*EXCERPT TO READ*
───

Transactional databases have long been the most critical component of application design. Why? Because a steadfast database is generally the ultimate enforcement point for correctness in a messy, distributed world. Without them we’d overpay and undercharge. We’d lose riders trying to get home from the airport, and we’d lose items in our shopping carts. Our online accounts would get lost, duplicated, or corrupted, and become inoperable.
In fact, the transactional database (generally called OLTP — short for online transaction processing — database) has been so central to application development that, over time, it consumed more and more application functionality. However, microservices and other modern application architectures introduced new complexities into application design: Developers needed to manage data across different services and ensure consistency between them, which forced them to build complex data synchronization and processing mechanisms in-house.
And so, as an industry, we’re seeing increasing awareness that transactional guarantees are needed outside of the traditional model. We’re seeing the emergence of systems that extend strong transactional guarantees beyond the database, into the distributed apps themselves.
We’ve been tracking these solutions over the last few years. Generally, they strive to allow for transactional management of state in a large distributed app, without creating scaling challenges and while providing a modern programming environment.
We find these solutions roughly break down into two categories. One category is workflow orchestration. This basically guarantees that a block of code will run to completion, even in the face of failure. So it can be used for the purpose of managing a distributed state machine deterministically without getting wonky. The second category is database + workflow, which extends traditional OLTP database design, allowing for the execution of arbitrary code for the same purpose.
This is still a very nascent area, and there is a lot of confusion around nomenclature, how each tool is used in practice, and who should be using them. To help get a better understanding, we asked practitioners from leading engineering organizations about their transactional stack and how they’re thinking about three key concepts for transactional workloads: application state, business logic, and business data.
Before examining these new stacks, though, here’s a quick semi-technical digression to help understand how we got here.

───

*GIVEN RECORDS*

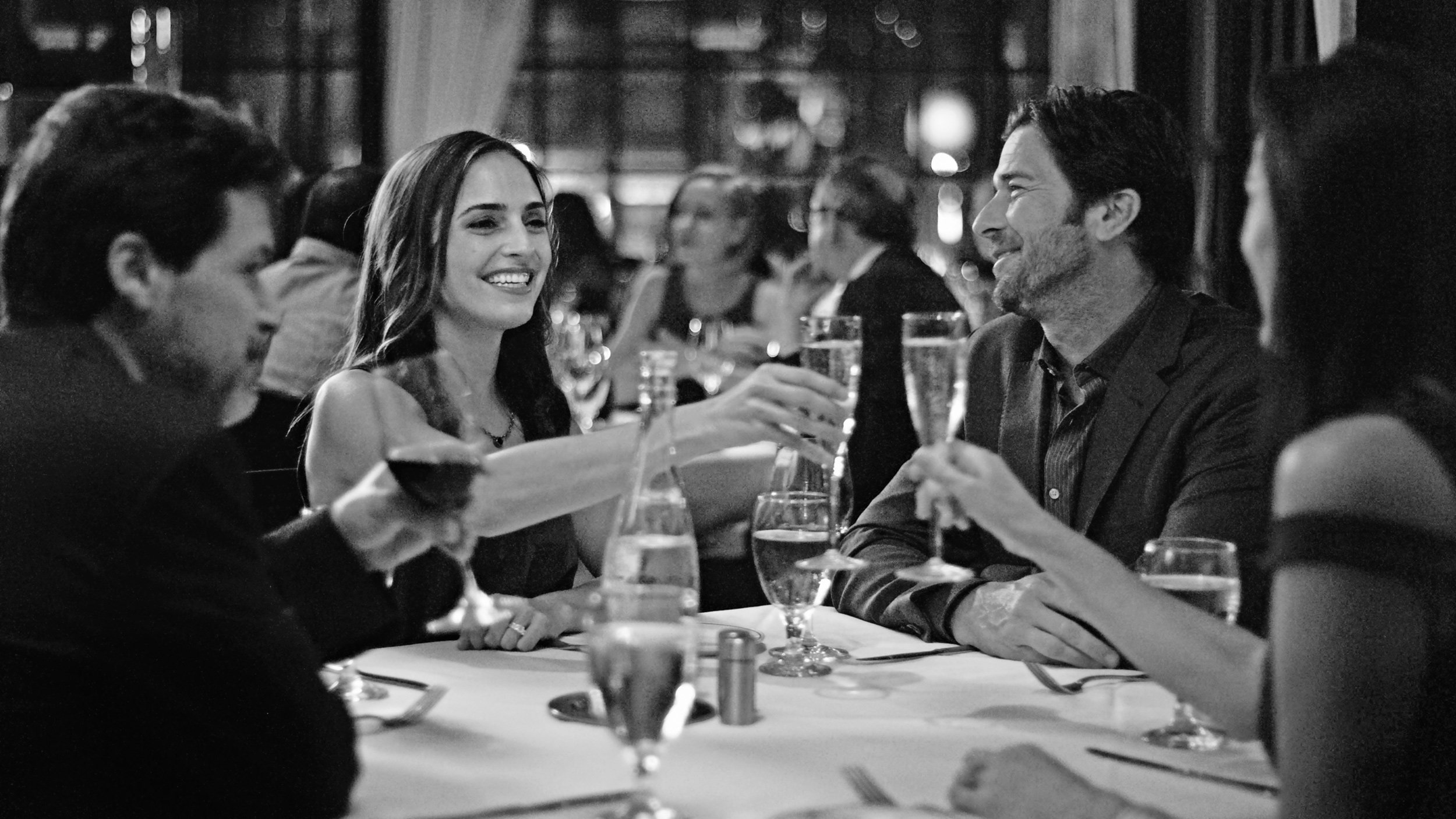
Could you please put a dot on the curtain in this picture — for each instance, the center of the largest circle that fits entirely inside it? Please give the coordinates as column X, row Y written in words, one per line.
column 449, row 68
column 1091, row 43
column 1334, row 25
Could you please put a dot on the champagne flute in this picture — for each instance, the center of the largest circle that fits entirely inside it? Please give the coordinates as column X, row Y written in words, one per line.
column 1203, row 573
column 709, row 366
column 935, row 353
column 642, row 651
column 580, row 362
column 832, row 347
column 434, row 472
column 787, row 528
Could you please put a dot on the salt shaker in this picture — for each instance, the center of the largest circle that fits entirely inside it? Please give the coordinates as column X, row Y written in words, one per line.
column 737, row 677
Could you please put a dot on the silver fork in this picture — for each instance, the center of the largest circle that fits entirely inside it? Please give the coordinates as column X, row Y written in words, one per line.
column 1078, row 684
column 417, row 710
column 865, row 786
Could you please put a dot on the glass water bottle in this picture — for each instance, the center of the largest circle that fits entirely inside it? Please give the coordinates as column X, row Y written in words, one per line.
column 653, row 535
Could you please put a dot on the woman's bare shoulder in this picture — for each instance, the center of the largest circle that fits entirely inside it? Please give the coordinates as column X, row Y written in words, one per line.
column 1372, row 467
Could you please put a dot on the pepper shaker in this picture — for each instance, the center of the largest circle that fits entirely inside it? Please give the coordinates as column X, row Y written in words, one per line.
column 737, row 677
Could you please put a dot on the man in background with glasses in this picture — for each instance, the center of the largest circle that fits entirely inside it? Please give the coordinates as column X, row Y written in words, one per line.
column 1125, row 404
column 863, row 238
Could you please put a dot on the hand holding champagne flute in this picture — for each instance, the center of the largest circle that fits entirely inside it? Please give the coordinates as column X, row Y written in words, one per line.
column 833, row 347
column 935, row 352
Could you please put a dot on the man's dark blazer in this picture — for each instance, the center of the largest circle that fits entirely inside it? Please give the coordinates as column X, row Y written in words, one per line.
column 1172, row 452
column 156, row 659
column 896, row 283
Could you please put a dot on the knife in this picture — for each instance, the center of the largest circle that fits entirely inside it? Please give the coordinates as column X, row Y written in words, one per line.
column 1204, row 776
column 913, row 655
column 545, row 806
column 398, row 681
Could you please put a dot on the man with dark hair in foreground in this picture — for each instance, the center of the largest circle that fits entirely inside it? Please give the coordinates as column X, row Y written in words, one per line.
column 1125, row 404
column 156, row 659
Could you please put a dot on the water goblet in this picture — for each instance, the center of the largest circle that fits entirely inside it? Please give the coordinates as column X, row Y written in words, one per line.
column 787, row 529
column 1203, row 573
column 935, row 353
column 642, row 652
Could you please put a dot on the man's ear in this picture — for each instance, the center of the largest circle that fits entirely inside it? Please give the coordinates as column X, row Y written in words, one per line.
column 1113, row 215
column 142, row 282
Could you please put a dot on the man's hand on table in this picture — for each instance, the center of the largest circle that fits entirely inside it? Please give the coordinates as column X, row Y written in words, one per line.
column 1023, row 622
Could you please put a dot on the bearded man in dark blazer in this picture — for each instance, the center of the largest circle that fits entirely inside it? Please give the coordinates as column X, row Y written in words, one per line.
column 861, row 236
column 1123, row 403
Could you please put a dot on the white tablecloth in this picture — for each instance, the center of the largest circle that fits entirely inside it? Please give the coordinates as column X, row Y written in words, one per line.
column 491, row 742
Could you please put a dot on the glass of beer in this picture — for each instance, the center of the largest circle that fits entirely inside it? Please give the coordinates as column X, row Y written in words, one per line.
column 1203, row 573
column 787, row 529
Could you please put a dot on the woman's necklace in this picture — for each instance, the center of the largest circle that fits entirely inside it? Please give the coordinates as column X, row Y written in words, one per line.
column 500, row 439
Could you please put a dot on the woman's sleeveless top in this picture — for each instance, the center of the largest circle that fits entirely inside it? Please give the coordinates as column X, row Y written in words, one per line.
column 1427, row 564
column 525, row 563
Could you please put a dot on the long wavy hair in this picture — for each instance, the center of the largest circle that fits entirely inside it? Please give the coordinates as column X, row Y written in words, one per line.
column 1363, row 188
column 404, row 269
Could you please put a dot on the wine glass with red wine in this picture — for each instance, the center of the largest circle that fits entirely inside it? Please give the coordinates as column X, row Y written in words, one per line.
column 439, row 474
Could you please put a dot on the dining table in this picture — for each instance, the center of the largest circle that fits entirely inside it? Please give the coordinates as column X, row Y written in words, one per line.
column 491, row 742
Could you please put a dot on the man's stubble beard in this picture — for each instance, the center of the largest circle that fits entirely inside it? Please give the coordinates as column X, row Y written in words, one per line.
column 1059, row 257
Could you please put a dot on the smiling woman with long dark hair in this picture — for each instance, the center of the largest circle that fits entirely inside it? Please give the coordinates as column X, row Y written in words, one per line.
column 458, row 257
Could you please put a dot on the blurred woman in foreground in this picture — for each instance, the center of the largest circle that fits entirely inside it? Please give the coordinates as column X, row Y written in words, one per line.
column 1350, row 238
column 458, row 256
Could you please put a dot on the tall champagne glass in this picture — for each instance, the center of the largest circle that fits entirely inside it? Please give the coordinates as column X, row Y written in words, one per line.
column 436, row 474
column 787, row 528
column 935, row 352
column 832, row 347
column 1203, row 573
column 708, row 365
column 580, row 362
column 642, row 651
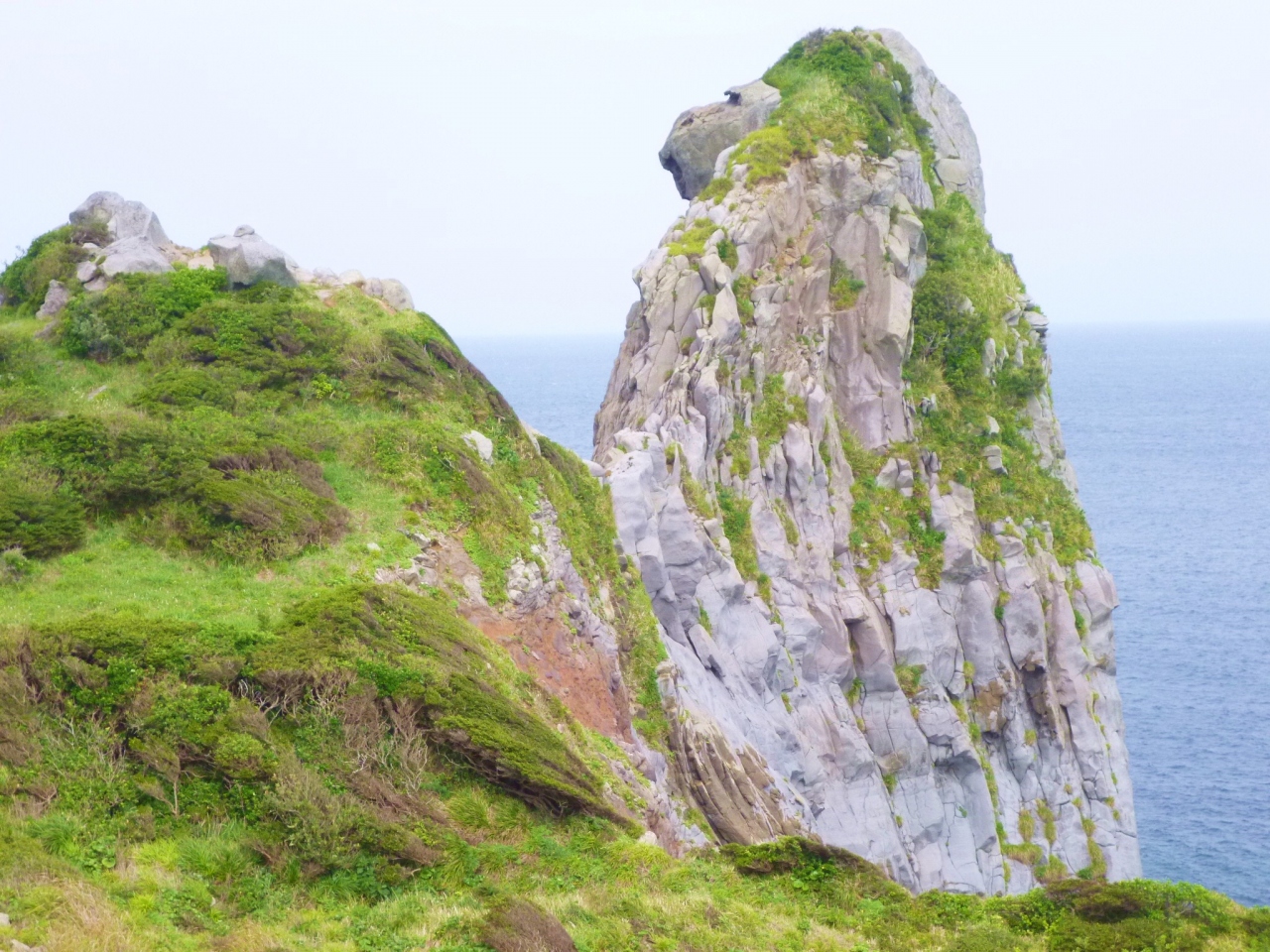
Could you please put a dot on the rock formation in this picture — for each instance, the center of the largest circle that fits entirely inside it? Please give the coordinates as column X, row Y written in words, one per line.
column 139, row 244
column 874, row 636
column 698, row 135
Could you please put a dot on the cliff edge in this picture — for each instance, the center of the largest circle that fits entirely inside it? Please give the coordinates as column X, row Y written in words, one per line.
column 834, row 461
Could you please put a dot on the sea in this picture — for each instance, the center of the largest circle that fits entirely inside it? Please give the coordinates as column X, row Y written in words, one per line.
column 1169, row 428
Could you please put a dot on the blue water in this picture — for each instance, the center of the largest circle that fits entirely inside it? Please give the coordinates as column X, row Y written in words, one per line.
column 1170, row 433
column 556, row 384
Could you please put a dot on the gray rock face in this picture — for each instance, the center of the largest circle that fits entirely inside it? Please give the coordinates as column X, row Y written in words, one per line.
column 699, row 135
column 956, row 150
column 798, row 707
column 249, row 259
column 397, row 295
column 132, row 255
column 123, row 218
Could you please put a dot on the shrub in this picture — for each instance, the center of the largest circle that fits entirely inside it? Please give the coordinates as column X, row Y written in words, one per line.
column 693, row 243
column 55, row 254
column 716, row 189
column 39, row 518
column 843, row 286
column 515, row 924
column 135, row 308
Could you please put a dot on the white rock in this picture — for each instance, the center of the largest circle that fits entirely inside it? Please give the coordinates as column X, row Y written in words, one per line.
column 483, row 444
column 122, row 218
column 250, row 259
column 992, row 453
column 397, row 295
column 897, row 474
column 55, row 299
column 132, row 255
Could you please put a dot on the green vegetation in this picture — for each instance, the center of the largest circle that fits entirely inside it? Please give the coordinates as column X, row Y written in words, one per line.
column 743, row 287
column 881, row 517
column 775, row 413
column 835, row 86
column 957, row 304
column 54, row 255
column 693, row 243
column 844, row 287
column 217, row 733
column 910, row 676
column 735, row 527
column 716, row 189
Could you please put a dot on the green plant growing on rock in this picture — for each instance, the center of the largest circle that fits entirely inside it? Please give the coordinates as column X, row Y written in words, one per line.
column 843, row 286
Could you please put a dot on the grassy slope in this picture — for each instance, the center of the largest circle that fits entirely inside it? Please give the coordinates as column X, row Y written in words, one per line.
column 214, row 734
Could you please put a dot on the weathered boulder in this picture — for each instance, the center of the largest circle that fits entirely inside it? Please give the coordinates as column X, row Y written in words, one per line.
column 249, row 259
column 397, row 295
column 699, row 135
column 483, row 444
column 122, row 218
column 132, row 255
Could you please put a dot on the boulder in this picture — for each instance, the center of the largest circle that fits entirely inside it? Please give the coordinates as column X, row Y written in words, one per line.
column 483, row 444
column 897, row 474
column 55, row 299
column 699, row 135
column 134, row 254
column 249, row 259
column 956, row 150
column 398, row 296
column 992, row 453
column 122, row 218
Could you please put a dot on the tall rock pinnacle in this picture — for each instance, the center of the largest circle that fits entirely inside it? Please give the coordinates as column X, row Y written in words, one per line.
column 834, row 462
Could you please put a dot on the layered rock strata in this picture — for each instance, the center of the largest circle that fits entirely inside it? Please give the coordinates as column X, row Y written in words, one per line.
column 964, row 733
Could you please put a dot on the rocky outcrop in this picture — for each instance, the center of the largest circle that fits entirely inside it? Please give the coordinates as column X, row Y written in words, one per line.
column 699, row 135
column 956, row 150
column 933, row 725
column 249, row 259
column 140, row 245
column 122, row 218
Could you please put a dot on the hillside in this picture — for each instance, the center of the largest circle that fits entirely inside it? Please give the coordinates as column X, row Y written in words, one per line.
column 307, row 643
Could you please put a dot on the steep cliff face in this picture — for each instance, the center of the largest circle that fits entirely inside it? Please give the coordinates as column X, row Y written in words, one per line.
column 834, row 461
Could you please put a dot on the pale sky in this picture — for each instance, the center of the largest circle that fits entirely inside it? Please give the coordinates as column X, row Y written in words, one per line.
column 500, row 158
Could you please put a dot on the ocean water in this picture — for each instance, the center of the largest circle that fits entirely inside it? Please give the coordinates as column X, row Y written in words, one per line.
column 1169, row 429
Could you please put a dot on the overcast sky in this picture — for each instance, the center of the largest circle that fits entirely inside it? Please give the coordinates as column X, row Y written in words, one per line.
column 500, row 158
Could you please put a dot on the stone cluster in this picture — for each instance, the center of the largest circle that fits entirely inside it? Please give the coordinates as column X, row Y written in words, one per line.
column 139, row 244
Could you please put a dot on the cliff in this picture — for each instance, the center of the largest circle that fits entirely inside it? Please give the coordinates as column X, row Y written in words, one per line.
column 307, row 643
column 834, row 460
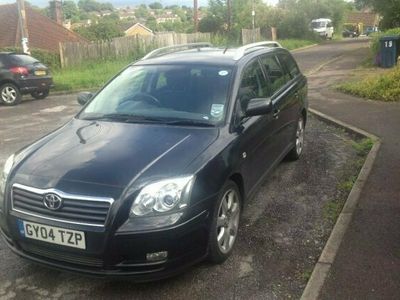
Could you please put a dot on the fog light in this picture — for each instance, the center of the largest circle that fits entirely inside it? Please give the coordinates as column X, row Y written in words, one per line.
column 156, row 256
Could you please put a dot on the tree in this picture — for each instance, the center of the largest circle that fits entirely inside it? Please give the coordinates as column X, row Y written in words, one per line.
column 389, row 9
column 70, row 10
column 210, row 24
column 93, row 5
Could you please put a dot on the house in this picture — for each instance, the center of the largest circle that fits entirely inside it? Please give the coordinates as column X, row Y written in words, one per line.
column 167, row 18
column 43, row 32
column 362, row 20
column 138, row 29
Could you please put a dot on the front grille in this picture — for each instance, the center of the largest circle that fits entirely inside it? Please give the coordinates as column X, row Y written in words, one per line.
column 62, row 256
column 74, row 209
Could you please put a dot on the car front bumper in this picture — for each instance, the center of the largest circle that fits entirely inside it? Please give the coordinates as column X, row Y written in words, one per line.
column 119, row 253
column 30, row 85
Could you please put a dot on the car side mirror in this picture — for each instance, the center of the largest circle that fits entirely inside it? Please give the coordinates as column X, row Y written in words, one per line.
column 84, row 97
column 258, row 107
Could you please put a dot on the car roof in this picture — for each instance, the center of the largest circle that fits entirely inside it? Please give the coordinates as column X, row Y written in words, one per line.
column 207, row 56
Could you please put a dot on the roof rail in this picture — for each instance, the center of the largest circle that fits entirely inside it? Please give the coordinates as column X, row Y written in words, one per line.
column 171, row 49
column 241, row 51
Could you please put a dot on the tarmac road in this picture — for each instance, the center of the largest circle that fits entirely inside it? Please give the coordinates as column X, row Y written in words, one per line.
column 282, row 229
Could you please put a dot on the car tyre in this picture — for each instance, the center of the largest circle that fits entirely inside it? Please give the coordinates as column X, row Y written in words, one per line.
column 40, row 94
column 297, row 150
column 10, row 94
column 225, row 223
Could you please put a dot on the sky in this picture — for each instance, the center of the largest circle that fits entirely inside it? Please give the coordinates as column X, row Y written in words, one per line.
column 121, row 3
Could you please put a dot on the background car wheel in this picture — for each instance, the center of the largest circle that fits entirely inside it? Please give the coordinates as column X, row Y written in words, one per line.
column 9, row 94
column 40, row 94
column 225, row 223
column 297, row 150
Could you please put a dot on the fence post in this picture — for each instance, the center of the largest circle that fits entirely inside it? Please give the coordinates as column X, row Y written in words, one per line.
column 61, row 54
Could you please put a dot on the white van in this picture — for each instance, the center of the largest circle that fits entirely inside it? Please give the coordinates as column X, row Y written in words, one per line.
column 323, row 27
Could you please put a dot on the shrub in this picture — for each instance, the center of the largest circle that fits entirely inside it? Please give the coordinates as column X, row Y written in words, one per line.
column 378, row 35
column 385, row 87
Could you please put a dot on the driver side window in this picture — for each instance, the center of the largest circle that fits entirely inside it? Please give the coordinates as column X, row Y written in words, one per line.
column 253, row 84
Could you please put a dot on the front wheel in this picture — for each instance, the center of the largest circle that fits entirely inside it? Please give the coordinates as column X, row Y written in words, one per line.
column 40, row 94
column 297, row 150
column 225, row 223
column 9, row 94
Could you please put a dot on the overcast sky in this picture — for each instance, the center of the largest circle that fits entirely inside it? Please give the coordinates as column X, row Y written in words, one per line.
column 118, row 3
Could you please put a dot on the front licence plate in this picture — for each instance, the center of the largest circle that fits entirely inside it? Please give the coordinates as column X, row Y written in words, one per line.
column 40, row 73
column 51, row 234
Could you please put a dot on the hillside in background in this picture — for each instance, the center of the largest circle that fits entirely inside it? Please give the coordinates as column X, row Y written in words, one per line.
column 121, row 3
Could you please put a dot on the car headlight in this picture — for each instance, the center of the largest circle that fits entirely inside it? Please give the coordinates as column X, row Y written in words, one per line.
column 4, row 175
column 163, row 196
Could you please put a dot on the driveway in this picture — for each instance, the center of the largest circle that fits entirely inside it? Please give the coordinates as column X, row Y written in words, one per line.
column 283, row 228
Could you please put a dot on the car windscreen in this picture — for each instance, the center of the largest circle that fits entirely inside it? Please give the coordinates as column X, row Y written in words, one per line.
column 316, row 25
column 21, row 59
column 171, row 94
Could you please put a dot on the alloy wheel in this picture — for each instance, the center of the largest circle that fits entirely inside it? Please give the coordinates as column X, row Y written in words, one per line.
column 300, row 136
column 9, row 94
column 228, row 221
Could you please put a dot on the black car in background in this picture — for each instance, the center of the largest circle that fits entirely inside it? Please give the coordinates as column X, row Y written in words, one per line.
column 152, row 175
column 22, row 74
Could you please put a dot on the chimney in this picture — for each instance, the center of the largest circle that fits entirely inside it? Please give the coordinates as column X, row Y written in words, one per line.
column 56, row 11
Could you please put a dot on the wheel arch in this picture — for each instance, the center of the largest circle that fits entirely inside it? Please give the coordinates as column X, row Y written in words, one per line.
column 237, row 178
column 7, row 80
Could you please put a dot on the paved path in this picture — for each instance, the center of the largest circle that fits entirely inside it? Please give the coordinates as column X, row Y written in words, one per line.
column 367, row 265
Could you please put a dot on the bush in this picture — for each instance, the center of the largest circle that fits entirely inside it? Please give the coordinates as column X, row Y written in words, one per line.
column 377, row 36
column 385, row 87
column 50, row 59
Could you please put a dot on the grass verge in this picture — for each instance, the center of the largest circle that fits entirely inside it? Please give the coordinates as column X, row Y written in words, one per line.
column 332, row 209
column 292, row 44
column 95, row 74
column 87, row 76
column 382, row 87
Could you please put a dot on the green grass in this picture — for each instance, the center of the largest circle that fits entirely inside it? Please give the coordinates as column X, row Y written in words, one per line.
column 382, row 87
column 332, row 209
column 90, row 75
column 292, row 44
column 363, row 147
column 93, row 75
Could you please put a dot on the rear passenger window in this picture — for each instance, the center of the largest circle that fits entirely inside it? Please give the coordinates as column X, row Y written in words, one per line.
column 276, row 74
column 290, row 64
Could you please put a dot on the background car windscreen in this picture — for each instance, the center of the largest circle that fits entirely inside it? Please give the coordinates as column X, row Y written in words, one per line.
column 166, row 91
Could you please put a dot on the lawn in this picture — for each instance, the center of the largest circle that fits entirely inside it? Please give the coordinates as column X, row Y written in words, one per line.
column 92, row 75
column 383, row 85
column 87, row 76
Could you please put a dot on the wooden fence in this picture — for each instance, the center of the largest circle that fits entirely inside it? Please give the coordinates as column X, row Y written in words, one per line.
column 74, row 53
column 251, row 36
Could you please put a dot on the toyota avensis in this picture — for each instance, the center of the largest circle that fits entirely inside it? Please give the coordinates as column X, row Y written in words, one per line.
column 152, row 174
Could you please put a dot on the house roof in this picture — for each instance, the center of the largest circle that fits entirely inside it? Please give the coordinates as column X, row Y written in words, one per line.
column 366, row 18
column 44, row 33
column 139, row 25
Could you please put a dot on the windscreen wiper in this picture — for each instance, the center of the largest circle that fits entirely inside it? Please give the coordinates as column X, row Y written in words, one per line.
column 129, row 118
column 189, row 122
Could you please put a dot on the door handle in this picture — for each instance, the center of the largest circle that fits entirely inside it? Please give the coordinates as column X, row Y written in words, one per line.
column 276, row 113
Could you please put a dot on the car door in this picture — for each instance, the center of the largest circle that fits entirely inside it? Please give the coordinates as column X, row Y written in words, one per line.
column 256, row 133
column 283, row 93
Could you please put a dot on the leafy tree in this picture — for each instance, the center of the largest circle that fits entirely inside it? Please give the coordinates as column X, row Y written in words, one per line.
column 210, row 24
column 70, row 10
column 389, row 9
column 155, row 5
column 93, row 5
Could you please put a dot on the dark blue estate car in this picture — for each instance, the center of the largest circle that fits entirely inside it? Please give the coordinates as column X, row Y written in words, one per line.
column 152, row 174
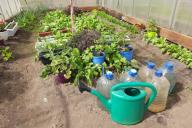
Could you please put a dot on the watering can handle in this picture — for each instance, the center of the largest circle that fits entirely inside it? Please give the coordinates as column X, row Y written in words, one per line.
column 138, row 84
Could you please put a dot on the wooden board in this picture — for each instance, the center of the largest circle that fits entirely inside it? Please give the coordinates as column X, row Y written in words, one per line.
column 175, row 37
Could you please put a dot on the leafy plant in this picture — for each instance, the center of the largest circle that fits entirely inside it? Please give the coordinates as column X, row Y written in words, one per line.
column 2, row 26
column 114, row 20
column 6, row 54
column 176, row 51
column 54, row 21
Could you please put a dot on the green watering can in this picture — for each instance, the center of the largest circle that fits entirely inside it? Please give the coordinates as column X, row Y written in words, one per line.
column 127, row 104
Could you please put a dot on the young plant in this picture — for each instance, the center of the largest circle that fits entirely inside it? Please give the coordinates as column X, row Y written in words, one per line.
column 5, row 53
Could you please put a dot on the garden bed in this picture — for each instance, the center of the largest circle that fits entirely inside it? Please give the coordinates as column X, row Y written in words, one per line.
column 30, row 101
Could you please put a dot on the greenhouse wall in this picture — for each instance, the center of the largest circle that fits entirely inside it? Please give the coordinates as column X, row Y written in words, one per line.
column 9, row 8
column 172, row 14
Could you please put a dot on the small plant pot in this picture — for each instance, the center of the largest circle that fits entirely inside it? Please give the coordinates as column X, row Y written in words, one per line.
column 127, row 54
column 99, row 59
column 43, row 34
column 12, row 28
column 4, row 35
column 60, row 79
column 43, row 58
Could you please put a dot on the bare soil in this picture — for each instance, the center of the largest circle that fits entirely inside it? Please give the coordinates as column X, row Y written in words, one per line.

───

*WRITTEN EXERCISE 1*
In the passage on transactional databases, what does the abbreviation OLTP stand for?
*WRITTEN EXERCISE 2*
Pull out every line of the entries that contains the string "watering".

*REPLY 1*
Online transaction processing.

*REPLY 2*
Could you please put a dot on the watering can handle in this picture — for each instance, the center of the largest circle that fits entirely inside it? Please give the coordinates as column X, row Y written in words, one per line.
Could you please put a dot on the green watering can in this picture — for each instance, the center of the largest circle that fits entirely inside it? Please give the coordinates as column X, row Y written in words, one per line.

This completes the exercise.